WORK REQUIRED
Each entry should be set down exactly as written, except for any picture it holds.

§

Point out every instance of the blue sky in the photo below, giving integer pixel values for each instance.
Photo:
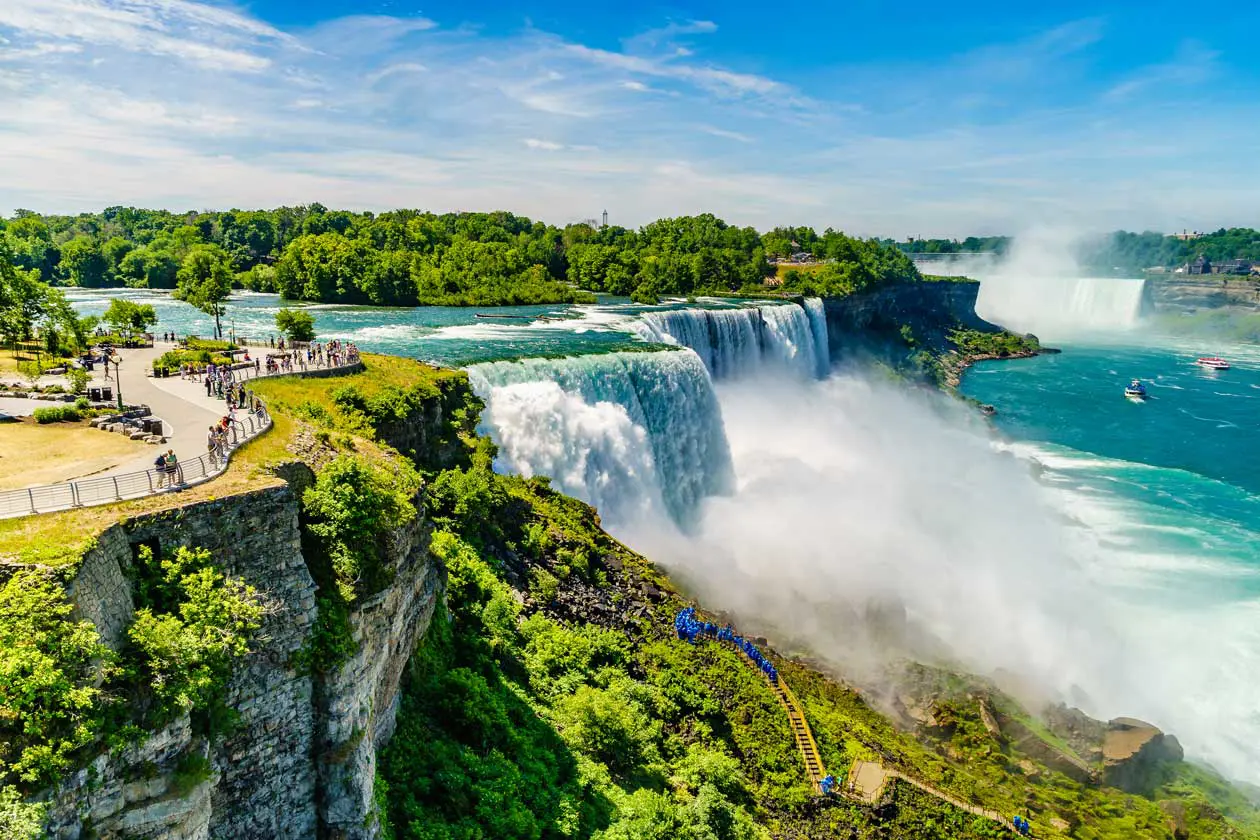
(888, 119)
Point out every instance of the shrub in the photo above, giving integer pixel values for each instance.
(57, 414)
(296, 324)
(200, 621)
(49, 680)
(352, 508)
(20, 820)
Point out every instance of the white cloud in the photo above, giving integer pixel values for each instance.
(707, 77)
(193, 32)
(376, 112)
(1192, 64)
(402, 68)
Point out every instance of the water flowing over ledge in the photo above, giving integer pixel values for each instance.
(633, 433)
(738, 341)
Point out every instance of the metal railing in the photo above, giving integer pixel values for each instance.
(83, 493)
(102, 490)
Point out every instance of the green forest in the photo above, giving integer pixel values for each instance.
(410, 257)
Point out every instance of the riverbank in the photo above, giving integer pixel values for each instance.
(955, 363)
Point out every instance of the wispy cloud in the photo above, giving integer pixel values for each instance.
(161, 102)
(193, 32)
(1192, 64)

§

WRITTEN ANSWER
Point out every instance of the blue sky in the photo below, giving integer pixel values for each instance.
Photo:
(888, 119)
Point out every instance of the shrub in the photo above, giving integer pixel values for each instance.
(57, 414)
(296, 324)
(200, 621)
(49, 680)
(352, 508)
(20, 820)
Point out every instance of the white cloud in the photo above, giving integer pixel values for each instance.
(707, 77)
(193, 32)
(376, 112)
(1192, 64)
(402, 68)
Point out every instance of the water flowing over ledge in the photo above, giving integer pixel values for each instance.
(633, 433)
(738, 341)
Point out every instance of the metal railing in the photo above, giving integer pixel values for each instance.
(83, 493)
(102, 490)
Point out every instance of the green forest in the photo above, giving integer pixel values for each instance.
(410, 257)
Point out every instance of the riverbank in the photo above, giving integer pixel values for each instance.
(955, 363)
Point out every instance of the wispy cloud in the photo above, giving integer pixel values for each instance.
(161, 102)
(193, 32)
(1192, 64)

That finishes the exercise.